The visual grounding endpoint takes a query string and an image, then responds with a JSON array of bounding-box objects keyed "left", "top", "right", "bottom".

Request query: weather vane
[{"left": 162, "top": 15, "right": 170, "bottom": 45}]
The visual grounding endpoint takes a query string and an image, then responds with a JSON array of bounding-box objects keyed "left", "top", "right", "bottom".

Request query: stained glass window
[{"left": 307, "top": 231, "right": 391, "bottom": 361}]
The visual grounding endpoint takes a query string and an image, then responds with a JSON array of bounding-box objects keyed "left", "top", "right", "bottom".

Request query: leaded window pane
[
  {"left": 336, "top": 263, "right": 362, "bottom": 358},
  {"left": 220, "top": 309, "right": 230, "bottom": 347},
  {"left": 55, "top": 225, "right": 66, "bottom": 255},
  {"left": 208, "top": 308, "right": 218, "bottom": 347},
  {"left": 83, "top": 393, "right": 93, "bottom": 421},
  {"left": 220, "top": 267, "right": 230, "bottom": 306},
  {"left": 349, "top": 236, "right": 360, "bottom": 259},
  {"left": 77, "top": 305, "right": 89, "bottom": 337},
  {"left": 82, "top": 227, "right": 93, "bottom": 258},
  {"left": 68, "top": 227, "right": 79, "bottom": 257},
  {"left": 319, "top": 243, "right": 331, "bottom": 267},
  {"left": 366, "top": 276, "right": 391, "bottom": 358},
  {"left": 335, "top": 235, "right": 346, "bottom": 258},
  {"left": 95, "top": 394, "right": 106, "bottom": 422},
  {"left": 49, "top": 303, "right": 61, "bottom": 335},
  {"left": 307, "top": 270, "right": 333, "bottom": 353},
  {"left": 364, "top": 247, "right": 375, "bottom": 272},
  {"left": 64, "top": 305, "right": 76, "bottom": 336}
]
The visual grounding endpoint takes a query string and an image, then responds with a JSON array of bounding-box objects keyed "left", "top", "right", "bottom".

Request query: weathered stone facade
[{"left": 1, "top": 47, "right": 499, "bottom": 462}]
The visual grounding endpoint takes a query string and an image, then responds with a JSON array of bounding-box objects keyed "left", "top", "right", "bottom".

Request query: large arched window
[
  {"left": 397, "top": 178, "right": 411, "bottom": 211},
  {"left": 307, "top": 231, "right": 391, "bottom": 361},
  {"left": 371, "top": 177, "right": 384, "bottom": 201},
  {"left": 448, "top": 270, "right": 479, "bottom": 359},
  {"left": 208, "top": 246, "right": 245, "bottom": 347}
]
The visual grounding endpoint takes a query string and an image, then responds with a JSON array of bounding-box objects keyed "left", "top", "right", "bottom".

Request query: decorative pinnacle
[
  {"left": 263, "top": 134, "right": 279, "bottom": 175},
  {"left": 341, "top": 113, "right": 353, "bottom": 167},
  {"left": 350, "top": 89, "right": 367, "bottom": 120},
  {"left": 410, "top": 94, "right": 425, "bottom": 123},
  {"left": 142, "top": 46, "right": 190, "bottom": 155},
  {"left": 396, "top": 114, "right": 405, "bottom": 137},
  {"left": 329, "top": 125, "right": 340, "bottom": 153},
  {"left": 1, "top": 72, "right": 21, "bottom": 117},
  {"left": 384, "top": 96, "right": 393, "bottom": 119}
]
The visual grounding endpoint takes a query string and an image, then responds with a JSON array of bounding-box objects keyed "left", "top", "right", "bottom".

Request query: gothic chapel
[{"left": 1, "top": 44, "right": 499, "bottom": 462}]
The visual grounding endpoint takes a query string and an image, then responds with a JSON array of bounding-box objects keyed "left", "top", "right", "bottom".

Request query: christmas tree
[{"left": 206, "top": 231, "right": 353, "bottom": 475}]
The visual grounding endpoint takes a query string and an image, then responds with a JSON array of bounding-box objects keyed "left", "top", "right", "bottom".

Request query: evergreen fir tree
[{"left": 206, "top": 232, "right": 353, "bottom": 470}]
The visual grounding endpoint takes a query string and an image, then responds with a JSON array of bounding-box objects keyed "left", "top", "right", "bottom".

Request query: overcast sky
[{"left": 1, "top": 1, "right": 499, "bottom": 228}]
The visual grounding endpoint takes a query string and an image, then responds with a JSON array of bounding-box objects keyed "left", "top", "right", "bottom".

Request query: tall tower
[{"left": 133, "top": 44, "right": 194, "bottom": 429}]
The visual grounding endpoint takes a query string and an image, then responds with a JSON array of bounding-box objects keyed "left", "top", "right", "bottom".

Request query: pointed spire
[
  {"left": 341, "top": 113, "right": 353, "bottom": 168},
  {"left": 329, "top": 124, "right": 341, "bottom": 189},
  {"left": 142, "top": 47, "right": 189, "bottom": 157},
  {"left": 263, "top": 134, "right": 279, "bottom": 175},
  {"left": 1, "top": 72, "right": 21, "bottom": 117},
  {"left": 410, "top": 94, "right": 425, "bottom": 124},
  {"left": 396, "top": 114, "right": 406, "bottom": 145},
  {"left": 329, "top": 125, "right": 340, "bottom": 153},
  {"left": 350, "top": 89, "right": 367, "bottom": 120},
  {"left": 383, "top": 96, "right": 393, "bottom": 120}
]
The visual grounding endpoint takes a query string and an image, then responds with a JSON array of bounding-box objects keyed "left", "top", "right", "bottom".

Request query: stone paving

◆ WHAT THE EXERCISE ASKS
Return the lines from the line containing "Request query: overcast sky" to the end of the entries above, exactly as they appear and with no other output.

◆ EXPECTED ANSWER
Request query: overcast sky
[{"left": 1, "top": 1, "right": 499, "bottom": 228}]
The visual grounding endpoint takes a query string and an image, then responds with a JSON array of bounding-box objects keyed "left", "top", "right", "bottom".

Request query: tall tower
[{"left": 133, "top": 44, "right": 194, "bottom": 429}]
The visual grounding endpoint takes a query string and an image, then responds with a JSON array of bounding-box objects keyed "left", "top", "right", "bottom".

Request query: pointed spire
[
  {"left": 341, "top": 113, "right": 353, "bottom": 168},
  {"left": 329, "top": 124, "right": 341, "bottom": 189},
  {"left": 142, "top": 47, "right": 189, "bottom": 157},
  {"left": 263, "top": 134, "right": 279, "bottom": 175},
  {"left": 1, "top": 72, "right": 21, "bottom": 117},
  {"left": 410, "top": 94, "right": 425, "bottom": 124},
  {"left": 396, "top": 114, "right": 406, "bottom": 145},
  {"left": 329, "top": 125, "right": 340, "bottom": 153},
  {"left": 350, "top": 89, "right": 367, "bottom": 120},
  {"left": 383, "top": 96, "right": 393, "bottom": 120}
]
The visual grounding endpoint takes a query string and an image, then responds with a JSON array of bounding-box objects keyed "left", "top", "right", "bottom".

Request query: stone paving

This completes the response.